§ Exercise aim
From top to bottom, restate the entries below word for word.
------
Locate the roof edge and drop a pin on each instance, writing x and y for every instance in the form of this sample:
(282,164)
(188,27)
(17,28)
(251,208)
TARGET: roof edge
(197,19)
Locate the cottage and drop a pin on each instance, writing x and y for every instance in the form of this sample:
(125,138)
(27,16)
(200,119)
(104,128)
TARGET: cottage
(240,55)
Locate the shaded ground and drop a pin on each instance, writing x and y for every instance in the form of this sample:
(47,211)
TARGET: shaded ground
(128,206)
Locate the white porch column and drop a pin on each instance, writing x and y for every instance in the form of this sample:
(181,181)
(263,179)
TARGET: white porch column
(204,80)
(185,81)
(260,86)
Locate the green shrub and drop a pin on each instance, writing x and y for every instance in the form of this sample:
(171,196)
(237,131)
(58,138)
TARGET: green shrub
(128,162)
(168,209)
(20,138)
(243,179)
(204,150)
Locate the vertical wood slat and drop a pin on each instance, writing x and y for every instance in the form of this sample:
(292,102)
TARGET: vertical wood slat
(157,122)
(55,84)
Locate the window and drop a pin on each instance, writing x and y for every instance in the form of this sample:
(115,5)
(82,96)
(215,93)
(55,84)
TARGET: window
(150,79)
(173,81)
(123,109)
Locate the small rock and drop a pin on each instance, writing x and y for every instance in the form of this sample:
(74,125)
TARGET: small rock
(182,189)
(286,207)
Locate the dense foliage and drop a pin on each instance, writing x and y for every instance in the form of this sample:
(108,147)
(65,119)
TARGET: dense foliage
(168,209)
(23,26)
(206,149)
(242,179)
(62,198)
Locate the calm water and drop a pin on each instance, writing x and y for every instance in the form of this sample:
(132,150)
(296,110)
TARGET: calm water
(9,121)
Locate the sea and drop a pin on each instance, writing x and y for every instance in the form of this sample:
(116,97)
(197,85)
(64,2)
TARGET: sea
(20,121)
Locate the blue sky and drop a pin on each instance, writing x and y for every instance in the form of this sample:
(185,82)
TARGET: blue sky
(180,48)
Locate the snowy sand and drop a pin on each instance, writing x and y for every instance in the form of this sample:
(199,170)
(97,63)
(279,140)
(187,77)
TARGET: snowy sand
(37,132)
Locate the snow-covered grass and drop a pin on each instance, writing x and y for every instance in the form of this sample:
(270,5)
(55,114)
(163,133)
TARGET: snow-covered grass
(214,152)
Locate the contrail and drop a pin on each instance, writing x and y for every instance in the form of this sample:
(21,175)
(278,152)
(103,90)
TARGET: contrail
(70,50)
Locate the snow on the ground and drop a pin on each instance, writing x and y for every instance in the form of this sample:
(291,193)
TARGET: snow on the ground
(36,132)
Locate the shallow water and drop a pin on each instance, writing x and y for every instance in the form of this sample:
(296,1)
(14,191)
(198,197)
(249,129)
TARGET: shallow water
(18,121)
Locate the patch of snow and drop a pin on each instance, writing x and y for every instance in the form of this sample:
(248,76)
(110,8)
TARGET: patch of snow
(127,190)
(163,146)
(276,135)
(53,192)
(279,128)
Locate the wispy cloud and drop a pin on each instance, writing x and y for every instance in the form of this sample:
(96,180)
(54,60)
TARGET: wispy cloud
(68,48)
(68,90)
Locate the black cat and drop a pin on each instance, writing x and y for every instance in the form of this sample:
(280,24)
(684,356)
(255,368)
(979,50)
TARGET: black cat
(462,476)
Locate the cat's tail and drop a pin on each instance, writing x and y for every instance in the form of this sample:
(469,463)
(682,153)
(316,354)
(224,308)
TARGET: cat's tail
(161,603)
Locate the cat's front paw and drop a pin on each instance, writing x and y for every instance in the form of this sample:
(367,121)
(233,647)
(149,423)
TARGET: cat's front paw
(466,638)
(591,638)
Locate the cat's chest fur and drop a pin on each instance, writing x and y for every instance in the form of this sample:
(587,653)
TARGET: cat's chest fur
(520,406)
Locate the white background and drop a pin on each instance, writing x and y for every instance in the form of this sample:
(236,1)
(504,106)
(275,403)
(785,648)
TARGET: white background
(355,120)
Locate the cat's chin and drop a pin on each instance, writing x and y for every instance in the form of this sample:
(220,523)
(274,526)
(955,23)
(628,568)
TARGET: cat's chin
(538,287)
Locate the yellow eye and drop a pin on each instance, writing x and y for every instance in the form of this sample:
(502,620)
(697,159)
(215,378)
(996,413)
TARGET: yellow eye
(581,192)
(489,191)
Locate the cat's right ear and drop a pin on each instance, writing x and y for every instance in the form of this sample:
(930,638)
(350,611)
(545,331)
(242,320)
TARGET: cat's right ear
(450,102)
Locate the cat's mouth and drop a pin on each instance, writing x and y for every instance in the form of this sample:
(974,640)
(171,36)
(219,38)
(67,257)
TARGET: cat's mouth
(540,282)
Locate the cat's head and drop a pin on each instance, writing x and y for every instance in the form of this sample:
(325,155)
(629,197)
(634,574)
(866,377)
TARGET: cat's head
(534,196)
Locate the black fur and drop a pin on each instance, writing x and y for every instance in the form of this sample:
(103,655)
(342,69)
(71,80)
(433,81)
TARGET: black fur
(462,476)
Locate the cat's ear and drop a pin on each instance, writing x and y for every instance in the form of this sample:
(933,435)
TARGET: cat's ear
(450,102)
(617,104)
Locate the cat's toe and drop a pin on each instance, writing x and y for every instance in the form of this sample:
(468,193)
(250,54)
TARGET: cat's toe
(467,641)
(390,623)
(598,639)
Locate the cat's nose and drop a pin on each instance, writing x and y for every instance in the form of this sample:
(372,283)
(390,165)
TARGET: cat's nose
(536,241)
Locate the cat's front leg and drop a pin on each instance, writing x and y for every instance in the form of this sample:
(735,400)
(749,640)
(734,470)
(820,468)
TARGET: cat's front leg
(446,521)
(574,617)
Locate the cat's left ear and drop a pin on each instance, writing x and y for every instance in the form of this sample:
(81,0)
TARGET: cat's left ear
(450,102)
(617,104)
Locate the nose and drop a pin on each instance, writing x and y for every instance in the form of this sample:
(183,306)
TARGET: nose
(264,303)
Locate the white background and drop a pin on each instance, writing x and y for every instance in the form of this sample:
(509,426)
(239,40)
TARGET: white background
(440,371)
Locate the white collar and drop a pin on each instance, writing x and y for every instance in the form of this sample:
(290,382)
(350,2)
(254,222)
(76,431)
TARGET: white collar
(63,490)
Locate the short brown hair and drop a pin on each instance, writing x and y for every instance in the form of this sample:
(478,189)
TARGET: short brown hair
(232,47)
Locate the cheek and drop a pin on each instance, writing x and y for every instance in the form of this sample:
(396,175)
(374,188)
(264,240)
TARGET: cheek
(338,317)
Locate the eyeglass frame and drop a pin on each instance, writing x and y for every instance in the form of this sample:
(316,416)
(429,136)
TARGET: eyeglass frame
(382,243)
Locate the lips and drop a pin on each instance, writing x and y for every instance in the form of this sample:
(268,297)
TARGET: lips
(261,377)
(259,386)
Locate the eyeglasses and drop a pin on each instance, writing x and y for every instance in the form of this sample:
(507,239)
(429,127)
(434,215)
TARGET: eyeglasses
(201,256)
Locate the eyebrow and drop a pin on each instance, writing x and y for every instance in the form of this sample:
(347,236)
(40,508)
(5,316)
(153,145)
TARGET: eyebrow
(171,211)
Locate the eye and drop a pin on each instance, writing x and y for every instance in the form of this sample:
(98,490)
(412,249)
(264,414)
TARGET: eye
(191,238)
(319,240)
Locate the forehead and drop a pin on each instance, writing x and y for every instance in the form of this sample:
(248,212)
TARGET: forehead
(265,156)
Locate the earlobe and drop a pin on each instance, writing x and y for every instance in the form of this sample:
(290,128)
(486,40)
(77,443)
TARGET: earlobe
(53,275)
------
§ Answer below
Locate the roof edge and drop a pin on each instance, writing x and y for every instance in the form of this sample:
(282,164)
(188,27)
(17,28)
(251,208)
TARGET: roof edge
(197,19)
Locate the cottage and drop a pin on each instance, writing x and y for every instance in the form of this sample:
(125,138)
(27,16)
(200,119)
(104,128)
TARGET: cottage
(240,55)
Locate the shaded ground and drop a pin on each instance, writing x and y for every instance in the form of this sample:
(47,211)
TARGET: shaded ground
(128,206)
Locate the white porch column and drop a pin on each instance, writing x and y for every instance in the form of this sample:
(181,181)
(263,179)
TARGET: white porch column
(204,80)
(185,81)
(260,86)
Locate the green shrub and drop a pin on each instance, writing x and y for every instance in the form of this sample:
(171,196)
(237,131)
(58,138)
TARGET: green shrub
(128,162)
(168,209)
(20,138)
(243,179)
(204,150)
Locate the vertical wood slat and drop a pin on each instance, writing x and y for every instance in the form of this sample:
(292,102)
TARGET: vertical wood slat
(157,122)
(55,84)
Locate the window and drop a pin on each instance, writing x and y for every instance in the form of this sample:
(115,5)
(82,96)
(215,93)
(55,84)
TARGET: window
(150,79)
(173,81)
(123,109)
Locate the small rock and drop a pin on each instance, writing x and y for every instance in the form of this sample:
(74,125)
TARGET: small rock
(182,189)
(286,207)
Locate the dense foliage and drop a pin on each instance, writing x and y for every instance in the form of this sample:
(108,147)
(65,119)
TARGET: dense foliage
(168,209)
(23,26)
(206,149)
(242,179)
(62,198)
Locate the calm water and drop a pin on each instance, writing x and y for every instance in the form of this sample:
(132,150)
(296,110)
TARGET: calm water
(9,121)
Locate the sea and drop a pin on each instance, writing x and y for every instance in the form of this sample:
(116,97)
(197,85)
(64,2)
TARGET: sea
(20,121)
Locate the blue sky and drop a pin on each instance, writing x and y for every instance in the form of this sample:
(185,82)
TARGET: blue sky
(180,48)
Locate the snowy sand and drop a pin on each instance, writing x and y for every instance in the form of this sample:
(199,170)
(97,63)
(279,140)
(187,77)
TARGET: snowy sand
(37,132)
Locate the snow-covered grass and drop a pin on each instance, writing x and y for every instance in the form of this sample:
(270,5)
(55,114)
(163,133)
TARGET: snow-covered grass
(214,152)
Locate the contrail and drop a pin on each instance, writing x and y for every instance in the form of this sample:
(21,175)
(278,152)
(103,90)
TARGET: contrail
(70,50)
Locate the snow on the ground and drop a pin on each instance, writing x and y for every instance in the form of this sample:
(291,193)
TARGET: snow on the ground
(36,132)
Locate the shallow water and drop a pin on each instance, writing x and y for every instance in the form of this sample:
(296,1)
(14,191)
(198,197)
(249,129)
TARGET: shallow water
(18,121)
Locate the patch of snow and drop a pin on each instance, writing x and y for every instance in the form of this sample:
(248,76)
(110,8)
TARGET: patch of snow
(127,190)
(163,146)
(276,135)
(53,192)
(279,128)
Locate the wispy cloud and drop a pin on each instance, writing x and y for every instance in the form of this sample:
(96,180)
(54,60)
TARGET: wispy cloud
(68,48)
(68,90)
Locate the black cat and drop a pin on each instance, writing x and y for every instance in the form of this sample:
(280,24)
(684,356)
(255,368)
(979,50)
TARGET: black cat
(462,476)
Locate the cat's tail and drop a pin on each instance, writing x and y for every instance in the form of this sample:
(469,463)
(682,153)
(316,354)
(224,308)
TARGET: cat's tail
(161,603)
Locate the cat's front paw and drop a pin on each instance, writing x and y for every instance in the form of this sample:
(367,121)
(233,647)
(149,423)
TARGET: cat's front paw
(466,638)
(591,638)
Locate the cat's chest fur and drop a pin on each instance, writing x and y for every instance in the form of this sample:
(587,653)
TARGET: cat's chest fur
(520,406)
Locate the white background and drop a pin on each instance, writing x and y for every instance in the form of this sample:
(236,1)
(504,106)
(275,403)
(785,648)
TARGET: white background
(355,120)
Locate the cat's chin and drop a pin on each instance, writing x and y for every instance in the form of this sample:
(220,523)
(274,526)
(955,23)
(628,568)
TARGET: cat's chin
(538,287)
Locate the yellow eye and drop a pin on each instance, writing x and y for every instance in the form of this sample:
(502,620)
(697,159)
(215,378)
(996,413)
TARGET: yellow eye
(581,192)
(489,191)
Locate the cat's right ear and drop a pin on each instance, writing x and y for every instance in the form of this sample:
(930,638)
(350,611)
(545,331)
(242,320)
TARGET: cat's right ear
(450,102)
Locate the cat's mouth and drop a pin on each instance, writing x and y for every instance in the form of this sample:
(974,640)
(171,36)
(219,38)
(67,257)
TARGET: cat's mouth
(540,282)
Locate the cat's head and drop a pin on each instance, writing x and y for every instance in the form of this sample:
(325,155)
(629,197)
(634,574)
(866,377)
TARGET: cat's head
(534,196)
Locate the black fur and drop a pin on each instance, writing x and y for every instance in the form of this sample:
(103,655)
(342,69)
(71,80)
(433,81)
TARGET: black fur
(462,476)
Locate the cat's ear and drop a pin on each instance, writing x and y for every instance in the form of this sample:
(933,435)
TARGET: cat's ear
(450,102)
(617,104)
Locate the cat's toe and drop a pin on each instance, writing x and y for every instance in the form of this sample:
(468,193)
(250,54)
TARGET: cat's toe
(467,641)
(390,623)
(598,639)
Locate the cat's nose and drop a pin on each instance, writing x and y for every instance in the form of this sample:
(372,283)
(390,165)
TARGET: cat's nose
(536,241)
Locate the cat's front leg and drop a pin on each instance, writing x and y for every instance in the form of this sample:
(735,400)
(749,640)
(734,470)
(820,468)
TARGET: cat's front leg
(446,521)
(574,617)
Locate the cat's left ear and drop a pin on each instance, writing x and y for every instance in the form of this sample:
(81,0)
TARGET: cat's left ear
(450,102)
(617,104)
Locate the nose and drop a pin on each instance, writing x and y for every instance in the form of this sample:
(183,306)
TARGET: nose
(264,303)
Locate the white background and drop a pin on each instance, writing x and y for every instance in the form of this sample:
(509,426)
(239,40)
TARGET: white background
(440,371)
Locate the white collar and drop a pin on each instance, writing x and y for every instance in the form of this sample:
(290,382)
(350,2)
(254,222)
(76,431)
TARGET: white collar
(63,490)
Locate the short brown hair and drop a pin on each instance, writing x and y for every instance in the form of this sample:
(478,189)
TARGET: short brown hair
(232,47)
Locate the cheek and drop a pin on each instance, writing x and y for every instance in the form of this sample:
(396,175)
(374,188)
(264,240)
TARGET: cheek
(338,317)
Locate the eyeglass frame and drop a pin on each instance, writing x and y for every instance in the form of this sample:
(316,416)
(429,136)
TARGET: eyeglass frame
(382,243)
Locate the lips and drop a pin on each instance, writing x and y for every instance in the form of this sample:
(268,297)
TARGET: lips
(261,377)
(259,386)
Locate the eyeglasses and drop a pin on each instance, writing x and y for every instance in the form of this sample:
(507,239)
(429,127)
(434,215)
TARGET: eyeglasses
(201,256)
Locate the eyebrow and drop a pin on each instance, writing x and y for every instance in the form of this sample:
(347,236)
(40,508)
(5,316)
(153,145)
TARGET: eyebrow
(171,211)
Locate the eye and drop a pin on each instance, writing x and y for every instance in the form of this sample:
(98,490)
(412,249)
(264,414)
TARGET: eye
(191,238)
(319,240)
Locate the forehead and drop a pin on each instance, writing x and y for every instance in the form of this sample:
(248,212)
TARGET: forehead
(265,156)
Locate the earlobe and drop a pin on each instance, writing x and y for every instance in the form of this sample:
(290,128)
(486,40)
(77,443)
TARGET: earlobe
(53,275)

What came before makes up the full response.